**Exercise aim**. Pick out each line below that contains the string "water" and copy it. Case counts.
--- BEGIN ---
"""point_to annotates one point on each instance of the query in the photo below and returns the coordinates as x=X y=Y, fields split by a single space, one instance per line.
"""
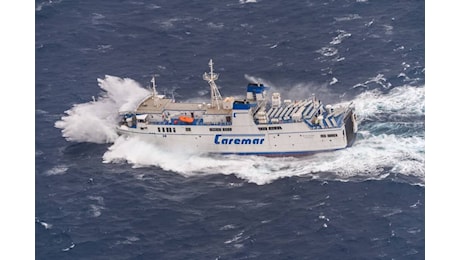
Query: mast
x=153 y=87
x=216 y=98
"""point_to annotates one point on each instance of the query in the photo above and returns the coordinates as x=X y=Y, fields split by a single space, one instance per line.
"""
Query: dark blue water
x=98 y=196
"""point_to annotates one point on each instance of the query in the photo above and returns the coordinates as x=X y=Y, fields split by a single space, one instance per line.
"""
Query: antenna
--- END ---
--- BEGIN ---
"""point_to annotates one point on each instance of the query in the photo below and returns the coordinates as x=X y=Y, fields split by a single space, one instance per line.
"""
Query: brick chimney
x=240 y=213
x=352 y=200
--- END ---
--- BEGIN ---
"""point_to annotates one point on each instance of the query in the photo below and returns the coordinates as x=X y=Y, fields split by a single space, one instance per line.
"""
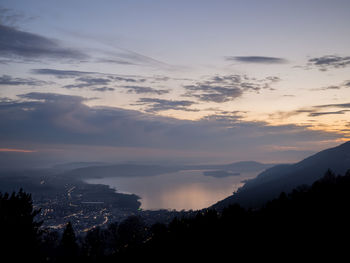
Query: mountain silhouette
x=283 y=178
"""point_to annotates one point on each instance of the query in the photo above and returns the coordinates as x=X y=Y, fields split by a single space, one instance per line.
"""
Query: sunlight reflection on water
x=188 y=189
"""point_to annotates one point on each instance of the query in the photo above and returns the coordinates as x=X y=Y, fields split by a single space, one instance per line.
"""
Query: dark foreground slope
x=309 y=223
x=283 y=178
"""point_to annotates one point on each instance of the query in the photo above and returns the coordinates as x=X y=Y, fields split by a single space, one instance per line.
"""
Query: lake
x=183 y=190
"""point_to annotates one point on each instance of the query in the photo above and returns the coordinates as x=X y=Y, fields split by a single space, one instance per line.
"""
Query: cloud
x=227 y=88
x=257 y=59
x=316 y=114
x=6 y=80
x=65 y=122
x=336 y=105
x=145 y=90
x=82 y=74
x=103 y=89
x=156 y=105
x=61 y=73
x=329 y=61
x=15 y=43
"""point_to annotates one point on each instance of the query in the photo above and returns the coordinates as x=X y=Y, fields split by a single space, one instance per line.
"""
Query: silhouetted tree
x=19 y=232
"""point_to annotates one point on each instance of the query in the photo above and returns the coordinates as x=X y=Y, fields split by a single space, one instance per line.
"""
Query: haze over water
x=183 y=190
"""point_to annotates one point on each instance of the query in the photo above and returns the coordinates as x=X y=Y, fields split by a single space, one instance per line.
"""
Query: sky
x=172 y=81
--- END ---
**Correct result**.
Query: dark blue water
Query: sunlight reflection on water
Query: haze over water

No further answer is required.